This repo stores a Pronunciation Lexicon used to help AWS Polly pronounce MBTA-specific terms and place names correctly.
This lexicon is not comprehensive: it is primarily a set of "fixes" for specific issues we've noticed with AWS Polly's neural engine, rather than a database of correct pronunciations for every possible MBTA term. It will evolve over time as we notice more issues.
This repo includes automation that keeps the copy of the lexicon in our AWS account synced with the committed copy, so our own apps that use Polly will always have the most up-to-date corrections.
The lexicon contains two main types of entry: phonemes and aliases.
Provide a phonetic pronunciation of a word or phrase using IPA.
Example:
<lexeme>
<grapheme>Quincy</grapheme>
<phoneme>ˈkwɪnzi</phoneme>
</lexeme>Careful: ˈ "Primary stress" character looks very similar to a single quote, '.

(Stored records)

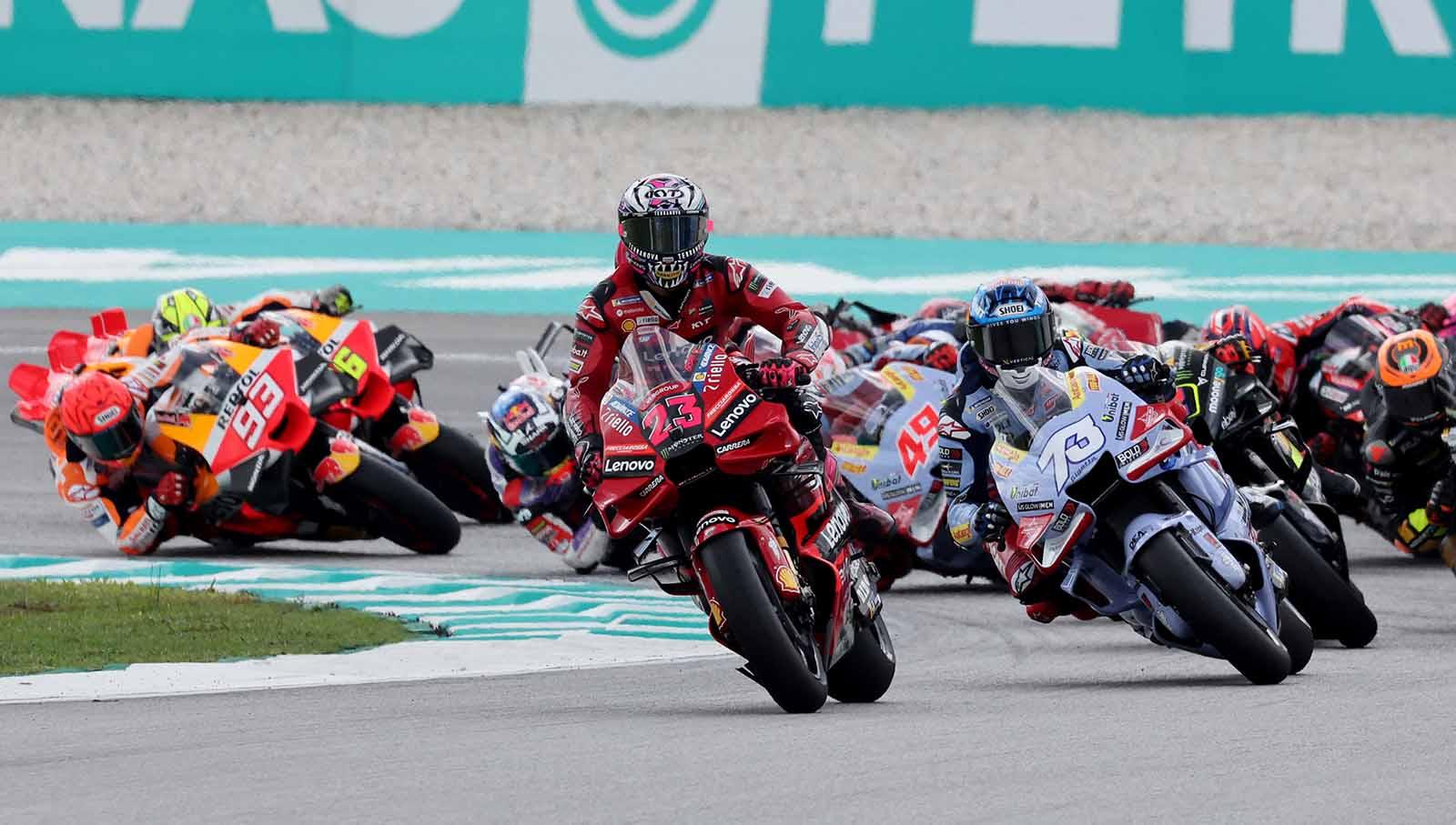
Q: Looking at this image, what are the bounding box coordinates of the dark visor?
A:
[71,406,141,461]
[510,430,572,478]
[622,216,708,255]
[970,313,1053,367]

Tasks for this exercise =
A: Summarize the text on the MBTA pronunciation lexicon in two sentences.
B: According to the text on the MBTA pronunciation lexicon, which character looks very similar to a single quote?
C: Carry on the text about the MBTA pronunciation lexicon from its final sentence.

Answers for the tasks =
A: The repo holds a pronunciation lexicon of fixes that help AWS Polly's neural engine pronounce MBTA-specific terms and place names correctly. It is not comprehensive and will evolve as more issues are noticed; automation keeps the copy in the AWS account synced with the committed copy, and entries are mainly phonemes and aliases.

B: The ˈ "Primary stress" character looks very similar to a single quote.

C:
Replace one word or phrase with another. Useful for expanding acronyms.
<lexeme>
<grapheme>MBTA</grapheme>
<alias>Massachusetts Bay Transportation Authority</alias>
</lexeme>The AWS Polly dashboard can be used to test speech synthesis.
- Select the Neural engine.
- Enable the Customize pronunciation switch and select the MBTA lexicon.
- You can enable the SSML switch and use phoneme tags to test potential
changes without uploading a whole new lexicon. Note when this is enabled, the
input must be enclosed in a
<speak>tag.